### THE PROBLEM
In the listing below, update the part that opens with the line containing "Locate the clear" and closes with the line containing "pixel 18 188" by putting "elbow" wherever "wrist" appears. Return only those lines, with everything else left as it is.
.....
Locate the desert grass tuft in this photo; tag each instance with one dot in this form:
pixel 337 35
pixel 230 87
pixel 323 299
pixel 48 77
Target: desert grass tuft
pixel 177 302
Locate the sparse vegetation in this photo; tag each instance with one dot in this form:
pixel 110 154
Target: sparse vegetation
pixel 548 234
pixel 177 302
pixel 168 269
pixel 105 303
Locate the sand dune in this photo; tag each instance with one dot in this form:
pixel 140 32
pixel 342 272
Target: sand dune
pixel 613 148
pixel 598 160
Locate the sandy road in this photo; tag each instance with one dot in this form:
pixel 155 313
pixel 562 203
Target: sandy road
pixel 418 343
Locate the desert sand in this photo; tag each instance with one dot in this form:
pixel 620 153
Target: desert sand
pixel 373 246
.....
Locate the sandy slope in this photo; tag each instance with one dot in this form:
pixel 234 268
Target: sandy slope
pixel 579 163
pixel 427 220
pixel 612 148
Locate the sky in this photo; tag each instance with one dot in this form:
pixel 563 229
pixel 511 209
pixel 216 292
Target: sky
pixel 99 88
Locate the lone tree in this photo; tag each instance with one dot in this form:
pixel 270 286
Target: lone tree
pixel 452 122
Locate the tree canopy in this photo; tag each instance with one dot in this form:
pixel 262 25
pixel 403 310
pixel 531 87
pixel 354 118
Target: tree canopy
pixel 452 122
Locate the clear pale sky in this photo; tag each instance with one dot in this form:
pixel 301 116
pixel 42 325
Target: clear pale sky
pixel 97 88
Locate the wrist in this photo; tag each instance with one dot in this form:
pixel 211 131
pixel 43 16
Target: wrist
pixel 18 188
.....
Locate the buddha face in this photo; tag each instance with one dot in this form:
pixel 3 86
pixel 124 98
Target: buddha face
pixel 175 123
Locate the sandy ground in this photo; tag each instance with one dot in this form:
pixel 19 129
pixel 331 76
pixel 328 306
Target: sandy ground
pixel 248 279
.....
### EXERCISE SOLUTION
Locate the clear pale sky in this photo; tag each instance with one dot in this form:
pixel 301 116
pixel 42 325
Target: clear pale sky
pixel 97 88
Locate the elbow in this photo; tag each instance with one dot in this form:
pixel 211 131
pixel 43 16
Target: elbow
pixel 18 188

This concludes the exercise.